## Textauszug

:::

VfGH: VO-Prüfung mangels Amtshilfe
Mittwoch, 19. Nov 2008

von Sebastian Schmid

VfGH 1.10.2008, V 2/07 ua

Der bei Verordnungs- und Gesetzesprüfungsanträgen bekanntermaßen auf nicht zu hohen Aktenanfall bedachte VfGH war idZ unlängst - jedoch nicht zum ersten Mal - mit einer neuen „Gefahrenquelle" konfrontiert, die ihn zu einer Bemerkung veranlasste.

Ausgangspunkt des Verfahrens vor dem VfGH war eine Verordnung des BM für Verkehr, Innovation und Technologie (BMVIT), mit der der Geltungsbereich einer Geschwindigkeitsbeschränkung auf der A 1 um ca 800m ausgedehnt wurde.
Beim antragstellenden UVS Salzburg waren acht Berufungen gegen Straferkenntnisse der BH Salzburg-Umgebung wegen Übertretungen der zulässigen Höchstgeschwindigkeit im Anwendungsbereich der genannten Verordnung anhängig. Aus Anlass des ersten anhängigen Berufungsverfahrens ersuchte der UVS Salzburg den BMVIT um Vorlage der verfahrenswesentlichen Teile des Verordnungsaktes. Diesem Ersuchen wurde vom BMVIT allerdings nicht entsprochen; es wurde lediglich eine kurze Schilderung des Verordnungserlassungsverfahrens übermittelt und mitgeteilt, dass der vollständige Verordnungsakt ausschließlich dem VfGH vorgelegt werden würde.
Aufgrund dieser Vorgehensweise des BMVIT entstanden beim UVS Salzburg Bedenken ob der Gesetzmäßigkeit der vorliegenden Verordnung, etwa darüber, ob eine ausreichende Interessenabwägung durchgeführt worden sei. Da es ihm mangels Kenntnis der Verordnungsakten selbst aber nicht möglich war, seine Bedenken zu entkräften, stellte der UVS Salzburg einen Verordnungsprüfungsantrag an den VfGH, damit dieser eine Prüfung vornehme.
Der VfGH sah sich nun veranlasst, seiner Behandlung ‚in der Sache' folgende Bemerkung voranzustellen:
Der VfGH habe bereits in VfSlg 17.943/2006 ausdrücklich ausgesprochen, „dass eine verordnungserlassende Behörde gemäß Art 22 B VG einem UVS, der gegen eine in einem bei ihm anhängigen Verfahren anzuwendende Verordnung aus dem Grund der Gesetzwidrigkeit Bedenken hegt, insoweit zur Hilfeleistung verpflichtet ist, als der UVS dieser Hilfe zu einer dem § 57 VfGG entsprechenden Antragstellung an den Verfassungsgerichtshof bedarf, was insbesondere auch die Übermittlung der Verordnungsakten einschließt. Wenn auch das Zuwiderhandeln der verordnungserlassenden Behörde gegen diese sich aus Art 22 B VG ergebende verfassungsgesetzliche Verpflichtung keine Sanktionen nach sich zieht, ist die Vorgangsweise der verordnungserlassenden Behörde schon aus verfahrensökonomischen Gründen weder nachvollziehbar noch akzeptabel."

:::

## Einträge im Datensatz

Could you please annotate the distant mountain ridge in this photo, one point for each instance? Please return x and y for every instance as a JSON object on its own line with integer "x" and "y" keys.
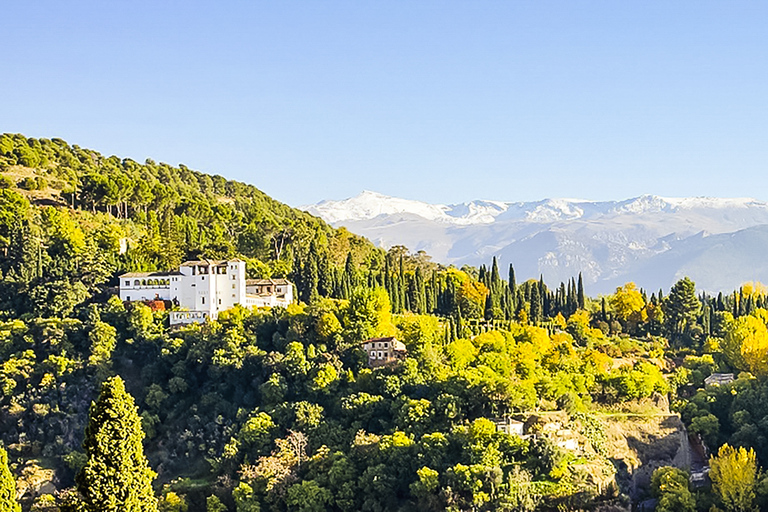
{"x": 649, "y": 239}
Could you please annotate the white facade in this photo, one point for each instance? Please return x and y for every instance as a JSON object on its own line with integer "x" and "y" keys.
{"x": 383, "y": 351}
{"x": 202, "y": 289}
{"x": 268, "y": 292}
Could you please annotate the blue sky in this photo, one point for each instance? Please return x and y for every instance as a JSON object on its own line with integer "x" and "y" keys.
{"x": 440, "y": 101}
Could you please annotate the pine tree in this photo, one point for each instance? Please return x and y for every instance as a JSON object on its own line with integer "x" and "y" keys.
{"x": 117, "y": 476}
{"x": 8, "y": 501}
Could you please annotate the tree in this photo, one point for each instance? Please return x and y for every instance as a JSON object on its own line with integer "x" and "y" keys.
{"x": 746, "y": 345}
{"x": 734, "y": 477}
{"x": 627, "y": 301}
{"x": 7, "y": 486}
{"x": 308, "y": 496}
{"x": 117, "y": 476}
{"x": 214, "y": 504}
{"x": 682, "y": 306}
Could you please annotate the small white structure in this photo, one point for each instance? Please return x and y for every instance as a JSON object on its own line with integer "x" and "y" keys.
{"x": 269, "y": 292}
{"x": 382, "y": 351}
{"x": 510, "y": 426}
{"x": 719, "y": 379}
{"x": 202, "y": 289}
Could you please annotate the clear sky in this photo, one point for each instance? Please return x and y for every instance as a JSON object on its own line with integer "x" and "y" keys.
{"x": 435, "y": 100}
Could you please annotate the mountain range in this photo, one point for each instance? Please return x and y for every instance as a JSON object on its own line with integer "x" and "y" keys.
{"x": 651, "y": 240}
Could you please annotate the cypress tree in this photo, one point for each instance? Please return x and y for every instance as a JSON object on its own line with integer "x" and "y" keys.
{"x": 8, "y": 501}
{"x": 117, "y": 476}
{"x": 535, "y": 305}
{"x": 495, "y": 278}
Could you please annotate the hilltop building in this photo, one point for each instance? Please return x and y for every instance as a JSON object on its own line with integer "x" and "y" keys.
{"x": 719, "y": 379}
{"x": 383, "y": 351}
{"x": 204, "y": 288}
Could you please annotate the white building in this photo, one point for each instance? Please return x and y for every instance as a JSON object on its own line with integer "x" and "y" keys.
{"x": 204, "y": 288}
{"x": 382, "y": 351}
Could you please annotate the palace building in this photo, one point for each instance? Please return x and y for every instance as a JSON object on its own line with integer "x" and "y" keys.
{"x": 204, "y": 288}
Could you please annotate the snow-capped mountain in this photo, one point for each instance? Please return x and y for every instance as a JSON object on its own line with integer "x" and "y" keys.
{"x": 718, "y": 242}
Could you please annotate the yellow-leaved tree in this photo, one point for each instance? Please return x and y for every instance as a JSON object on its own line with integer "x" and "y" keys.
{"x": 734, "y": 477}
{"x": 746, "y": 345}
{"x": 628, "y": 303}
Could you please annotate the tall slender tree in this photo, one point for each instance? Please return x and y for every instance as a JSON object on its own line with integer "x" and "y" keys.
{"x": 117, "y": 476}
{"x": 8, "y": 501}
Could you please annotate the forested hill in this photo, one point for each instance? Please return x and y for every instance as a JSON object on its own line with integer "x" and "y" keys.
{"x": 64, "y": 210}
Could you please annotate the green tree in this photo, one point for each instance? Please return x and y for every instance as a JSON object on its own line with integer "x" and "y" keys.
{"x": 245, "y": 498}
{"x": 103, "y": 341}
{"x": 682, "y": 306}
{"x": 746, "y": 345}
{"x": 734, "y": 477}
{"x": 214, "y": 504}
{"x": 117, "y": 476}
{"x": 308, "y": 496}
{"x": 7, "y": 486}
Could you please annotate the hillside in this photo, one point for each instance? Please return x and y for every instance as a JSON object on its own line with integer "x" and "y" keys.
{"x": 75, "y": 204}
{"x": 283, "y": 409}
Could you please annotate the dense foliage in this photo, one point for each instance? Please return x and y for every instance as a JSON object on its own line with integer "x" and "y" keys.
{"x": 278, "y": 410}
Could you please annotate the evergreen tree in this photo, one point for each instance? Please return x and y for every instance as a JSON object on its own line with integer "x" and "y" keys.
{"x": 535, "y": 305}
{"x": 117, "y": 476}
{"x": 682, "y": 306}
{"x": 8, "y": 501}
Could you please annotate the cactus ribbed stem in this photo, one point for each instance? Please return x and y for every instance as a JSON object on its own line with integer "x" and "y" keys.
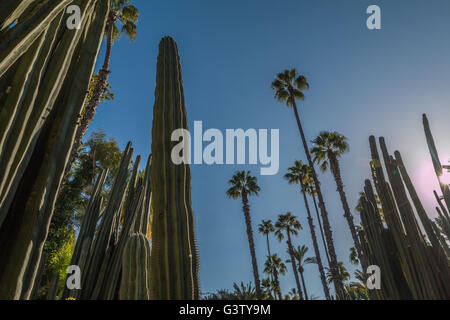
{"x": 174, "y": 267}
{"x": 135, "y": 283}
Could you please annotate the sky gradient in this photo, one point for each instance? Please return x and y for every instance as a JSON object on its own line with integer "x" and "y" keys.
{"x": 362, "y": 82}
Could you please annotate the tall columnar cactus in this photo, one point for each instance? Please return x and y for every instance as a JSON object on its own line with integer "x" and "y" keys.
{"x": 45, "y": 70}
{"x": 174, "y": 262}
{"x": 135, "y": 283}
{"x": 436, "y": 161}
{"x": 414, "y": 264}
{"x": 99, "y": 252}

:::

## Aufgaben zur Übung
A – Schreiben Sie den Abschnitt des Textauszugs von „VfGH: VO-Prüfung mangels“ bis „800m ausgedehnt wurde.“ ab und ersetzen Sie darin „BMVIT“ durch „Verkehrsministerium“.
B – Um wie viele Meter wurde laut dem Textauszug der Geltungsbereich der Geschwindigkeitsbeschränkung auf der A 1 ausgedehnt?

## Lösungen
A –
VfGH: VO-Prüfung mangels Amtshilfe
Mittwoch, 19. Nov 2008

von Sebastian Schmid

VfGH 1.10.2008, V 2/07 ua

Der bei Verordnungs- und Gesetzesprüfungsanträgen bekanntermaßen auf nicht zu hohen Aktenanfall bedachte VfGH war idZ unlängst - jedoch nicht zum ersten Mal - mit einer neuen „Gefahrenquelle" konfrontiert, die ihn zu einer Bemerkung veranlasste.

Ausgangspunkt des Verfahrens vor dem VfGH war eine Verordnung des BM für Verkehr, Innovation und Technologie (Verkehrsministerium), mit der der Geltungsbereich einer Geschwindigkeitsbeschränkung auf der A 1 um ca 800m ausgedehnt wurde.

B – Um ca. 800 m.